[Point annotation records]
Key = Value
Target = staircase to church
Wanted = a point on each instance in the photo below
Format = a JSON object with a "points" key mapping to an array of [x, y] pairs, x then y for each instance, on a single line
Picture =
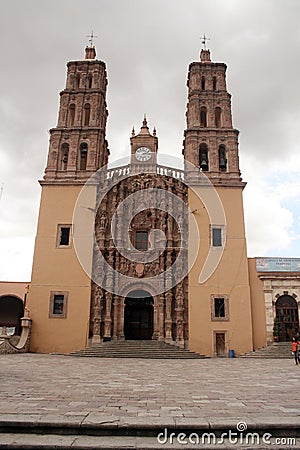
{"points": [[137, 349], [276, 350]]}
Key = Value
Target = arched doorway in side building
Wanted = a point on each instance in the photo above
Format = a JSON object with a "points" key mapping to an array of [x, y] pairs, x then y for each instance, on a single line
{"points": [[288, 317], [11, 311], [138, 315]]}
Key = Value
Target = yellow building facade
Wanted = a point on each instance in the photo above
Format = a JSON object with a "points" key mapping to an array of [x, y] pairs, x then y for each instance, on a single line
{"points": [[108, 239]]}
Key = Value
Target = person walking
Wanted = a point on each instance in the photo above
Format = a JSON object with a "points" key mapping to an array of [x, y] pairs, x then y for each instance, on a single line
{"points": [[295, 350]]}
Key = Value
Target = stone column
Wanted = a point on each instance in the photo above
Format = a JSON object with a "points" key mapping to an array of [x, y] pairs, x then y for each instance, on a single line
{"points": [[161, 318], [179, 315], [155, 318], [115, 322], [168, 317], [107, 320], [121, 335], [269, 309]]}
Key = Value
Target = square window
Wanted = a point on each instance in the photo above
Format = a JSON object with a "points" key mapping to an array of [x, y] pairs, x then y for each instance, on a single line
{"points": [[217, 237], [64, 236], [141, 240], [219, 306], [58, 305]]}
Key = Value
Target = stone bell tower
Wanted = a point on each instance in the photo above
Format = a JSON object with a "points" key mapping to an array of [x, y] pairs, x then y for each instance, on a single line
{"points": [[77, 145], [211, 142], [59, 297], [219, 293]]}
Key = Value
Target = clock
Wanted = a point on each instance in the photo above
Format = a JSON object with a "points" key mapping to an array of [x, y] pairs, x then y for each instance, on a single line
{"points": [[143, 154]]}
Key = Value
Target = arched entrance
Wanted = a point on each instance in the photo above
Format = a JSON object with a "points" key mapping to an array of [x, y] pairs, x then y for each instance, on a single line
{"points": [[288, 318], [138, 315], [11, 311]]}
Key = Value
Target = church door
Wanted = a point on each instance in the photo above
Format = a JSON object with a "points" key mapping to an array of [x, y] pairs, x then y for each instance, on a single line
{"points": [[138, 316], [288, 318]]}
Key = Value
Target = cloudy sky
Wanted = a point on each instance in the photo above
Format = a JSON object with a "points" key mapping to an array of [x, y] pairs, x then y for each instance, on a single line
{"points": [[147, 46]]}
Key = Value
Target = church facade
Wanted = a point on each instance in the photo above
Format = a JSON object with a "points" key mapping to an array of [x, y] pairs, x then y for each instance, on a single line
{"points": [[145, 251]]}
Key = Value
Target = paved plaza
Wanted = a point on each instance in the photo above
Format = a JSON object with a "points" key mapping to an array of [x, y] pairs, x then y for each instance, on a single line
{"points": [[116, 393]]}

==

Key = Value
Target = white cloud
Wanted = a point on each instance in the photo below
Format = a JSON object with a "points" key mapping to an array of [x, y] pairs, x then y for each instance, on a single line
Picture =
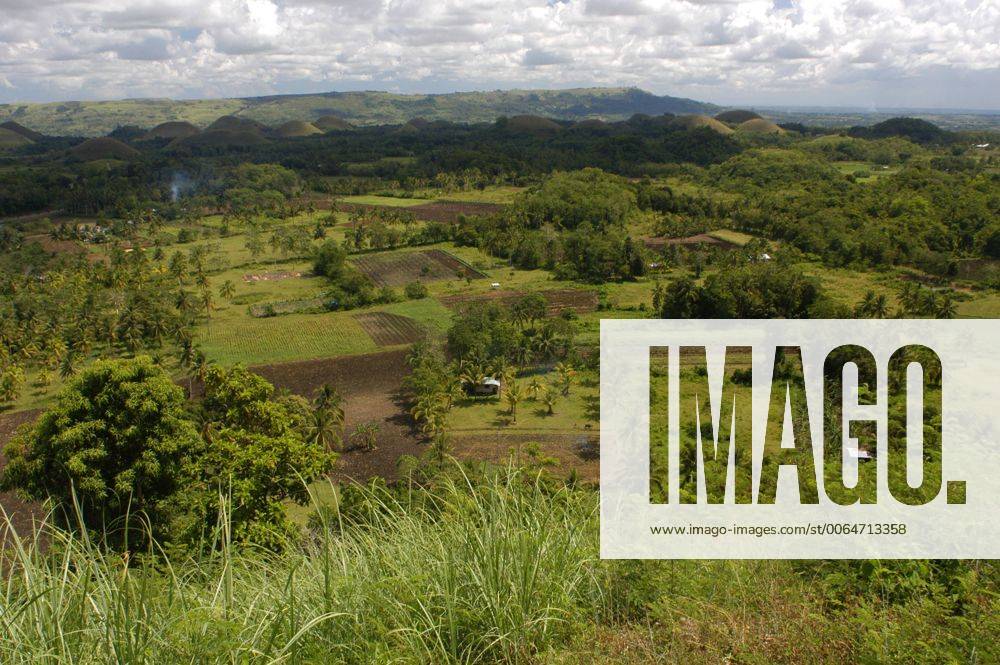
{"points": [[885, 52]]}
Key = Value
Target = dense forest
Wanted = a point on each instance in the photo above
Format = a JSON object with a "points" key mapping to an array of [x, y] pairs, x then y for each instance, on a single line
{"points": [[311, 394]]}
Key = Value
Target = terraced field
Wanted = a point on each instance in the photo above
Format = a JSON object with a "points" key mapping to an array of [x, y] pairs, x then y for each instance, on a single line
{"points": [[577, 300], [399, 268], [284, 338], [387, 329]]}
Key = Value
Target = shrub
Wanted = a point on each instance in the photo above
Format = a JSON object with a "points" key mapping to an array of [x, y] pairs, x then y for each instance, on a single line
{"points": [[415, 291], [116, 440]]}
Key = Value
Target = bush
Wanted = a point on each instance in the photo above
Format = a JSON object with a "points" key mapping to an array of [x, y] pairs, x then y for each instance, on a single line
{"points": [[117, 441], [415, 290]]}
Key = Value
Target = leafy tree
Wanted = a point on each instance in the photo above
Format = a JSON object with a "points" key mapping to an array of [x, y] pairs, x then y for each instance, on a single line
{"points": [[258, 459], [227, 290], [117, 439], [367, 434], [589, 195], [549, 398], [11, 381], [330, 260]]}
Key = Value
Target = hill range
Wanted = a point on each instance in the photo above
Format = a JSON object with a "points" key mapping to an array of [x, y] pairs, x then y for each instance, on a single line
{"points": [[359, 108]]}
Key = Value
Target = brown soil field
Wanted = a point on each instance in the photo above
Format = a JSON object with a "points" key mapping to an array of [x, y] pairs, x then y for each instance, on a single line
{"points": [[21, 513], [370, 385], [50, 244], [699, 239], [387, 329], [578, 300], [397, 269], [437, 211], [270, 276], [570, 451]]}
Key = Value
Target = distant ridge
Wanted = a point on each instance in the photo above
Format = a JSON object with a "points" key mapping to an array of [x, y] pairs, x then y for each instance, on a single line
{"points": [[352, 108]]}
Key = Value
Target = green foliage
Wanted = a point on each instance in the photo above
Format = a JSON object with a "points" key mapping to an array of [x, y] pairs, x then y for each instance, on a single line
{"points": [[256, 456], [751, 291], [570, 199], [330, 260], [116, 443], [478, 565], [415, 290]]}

» **Given exercise**:
Count the lines in the data above that contain the string "facade", treating uppercase and lowercase as different. Reply with the number alone.

» **Full solution**:
2